После прогулки поехали в дом, где матушка уже накрыла на стол. Я болтала с ребятами, а маленький Костя даже показал мне альбом с их детскими фотографиями. Смышленый мальчик все чувствовал и понимал. Вообще между всеми детьми в этом доме особая связь. Они держатся своей доброй дружной компанией, внешне по-доброму шутя друг над другом, но в действительности защищая любимых сестер и братьев.

Маша кормила бананом крошку Катю во дворе на качелях, а милый большой щенок Альф нелепо тыкался в ручонку маленького Васи, идущего за мамой. Семилетняя улыбчивая Таня все порывалась взять на руки Катюшу и, если брала, то с удивительной для первоклассницы легкостью. Сестренка постоянно с широкой открытой улыбкой и любовью звала: «Катя! Катя!». Это мир детской радости и свободы. Это потрясающая команда и настоящая семья.

* Исходные данные *
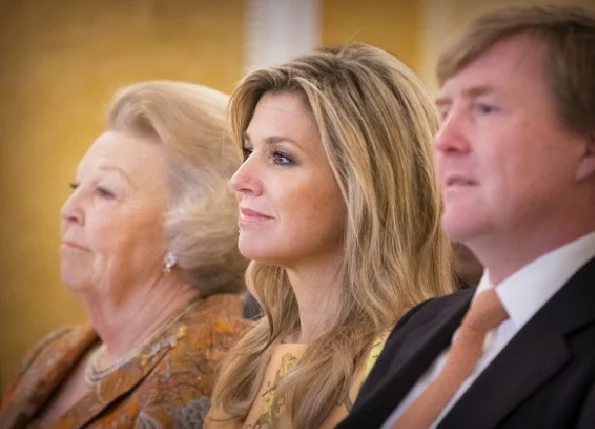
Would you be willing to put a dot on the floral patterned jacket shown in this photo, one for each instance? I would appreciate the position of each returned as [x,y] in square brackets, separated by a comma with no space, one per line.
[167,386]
---
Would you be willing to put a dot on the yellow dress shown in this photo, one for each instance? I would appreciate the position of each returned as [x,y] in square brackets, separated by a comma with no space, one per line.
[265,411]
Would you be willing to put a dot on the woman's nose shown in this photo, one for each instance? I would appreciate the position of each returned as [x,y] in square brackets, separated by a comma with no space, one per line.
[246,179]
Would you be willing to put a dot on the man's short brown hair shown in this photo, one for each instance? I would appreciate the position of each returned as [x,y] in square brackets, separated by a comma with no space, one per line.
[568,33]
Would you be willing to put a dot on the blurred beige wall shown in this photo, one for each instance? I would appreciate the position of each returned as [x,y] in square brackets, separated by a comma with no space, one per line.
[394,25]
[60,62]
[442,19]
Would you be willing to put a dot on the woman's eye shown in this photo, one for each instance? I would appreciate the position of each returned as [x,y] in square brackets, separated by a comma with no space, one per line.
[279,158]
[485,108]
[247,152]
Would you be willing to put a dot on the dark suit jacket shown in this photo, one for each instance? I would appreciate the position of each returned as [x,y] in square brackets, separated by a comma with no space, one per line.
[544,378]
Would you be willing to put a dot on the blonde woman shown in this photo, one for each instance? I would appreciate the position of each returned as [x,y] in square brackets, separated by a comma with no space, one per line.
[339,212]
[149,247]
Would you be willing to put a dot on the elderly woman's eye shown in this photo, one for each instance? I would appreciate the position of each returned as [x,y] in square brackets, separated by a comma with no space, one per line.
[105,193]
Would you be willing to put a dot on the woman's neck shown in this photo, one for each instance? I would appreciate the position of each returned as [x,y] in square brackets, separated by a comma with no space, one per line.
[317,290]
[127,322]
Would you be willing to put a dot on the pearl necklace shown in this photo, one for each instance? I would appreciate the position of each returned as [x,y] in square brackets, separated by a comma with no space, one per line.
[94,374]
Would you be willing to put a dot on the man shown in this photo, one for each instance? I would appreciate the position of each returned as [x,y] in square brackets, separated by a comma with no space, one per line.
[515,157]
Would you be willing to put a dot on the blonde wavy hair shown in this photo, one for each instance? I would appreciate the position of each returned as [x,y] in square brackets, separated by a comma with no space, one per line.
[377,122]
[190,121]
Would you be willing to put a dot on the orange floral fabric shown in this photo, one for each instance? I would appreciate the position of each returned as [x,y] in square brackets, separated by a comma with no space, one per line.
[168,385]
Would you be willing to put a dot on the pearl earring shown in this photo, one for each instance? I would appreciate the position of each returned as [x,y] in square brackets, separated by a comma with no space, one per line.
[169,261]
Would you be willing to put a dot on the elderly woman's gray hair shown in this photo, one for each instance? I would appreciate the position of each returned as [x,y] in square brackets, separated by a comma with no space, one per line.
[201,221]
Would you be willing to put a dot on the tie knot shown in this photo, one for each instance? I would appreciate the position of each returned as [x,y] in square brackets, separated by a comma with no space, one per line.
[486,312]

* Задания *
- a) Отредактируйте текст о семье от слов «После прогулки поехали» до слов «и настоящая семья.»: замените «Альф» на «Рекс».
- b) Верны ли по тексту о семье эти утверждения? (i) Стол накрыли ещё до того, как все приехали с прогулки. (ii) Альбом с детскими фотографиями показала Маша. (iii) Тане семь лет. На каждое ответьте «да» или «нет» и приведите точную цитату, которая это решает.
- c) Напишите, что идёт дальше в тексте о семье, начиная после его последнего предложения.

* Ответы к заданиям *
- a)
После прогулки поехали в дом, где матушка уже накрыла на стол. Я болтала с ребятами, а маленький Костя даже показал мне альбом с их детскими фотографиями. Смышленый мальчик все чувствовал и понимал. Вообще между всеми детьми в этом доме особая связь. Они держатся своей доброй дружной компанией, внешне по-доброму шутя друг над другом, но в действительности защищая любимых сестер и братьев.

Маша кормила бананом крошку Катю во дворе на качелях, а милый большой щенок Рекс нелепо тыкался в ручонку маленького Васи, идущего за мамой. Семилетняя улыбчивая Таня все порывалась взять на руки Катюшу и, если брала, то с удивительной для первоклассницы легкостью. Сестренка постоянно с широкой открытой улыбкой и любовью звала: «Катя! Катя!». Это мир детской радости и свободы. Это потрясающая команда и настоящая семья.

- b)
(i) Да: «После прогулки поехали в дом, где матушка уже накрыла на стол».
(ii) Нет: «маленький Костя даже показал мне альбом с их детскими фотографиями».
(iii) Да: «Семилетняя улыбчивая Таня».

- c)
Батюшка вернулся со службы и подвез меня на вокзал. Взглядом я провожала могучие манящие горы. Так хотелось остаться с ними. Когда приехали, батюшка повернулся и спросил с доброй смиренной улыбкой: «Лейла, скажите, а вы хоть на службы успеваете ходить?». «Знаете, батюшка, не всегда, но стараюсь».

Я уезжала домой с удивительной легкостью. Мне легко было смотреть в глаза каждого, кто живет в этом доме на Счастливой улице. Мне полюбились звезды, которые не прятались, а тянулись к изумрудным горам. Но более всего нравилось мне смотреть на горящую перед иконами лампадку, зажженную детской рукой и своим светом исцеляющую сердце.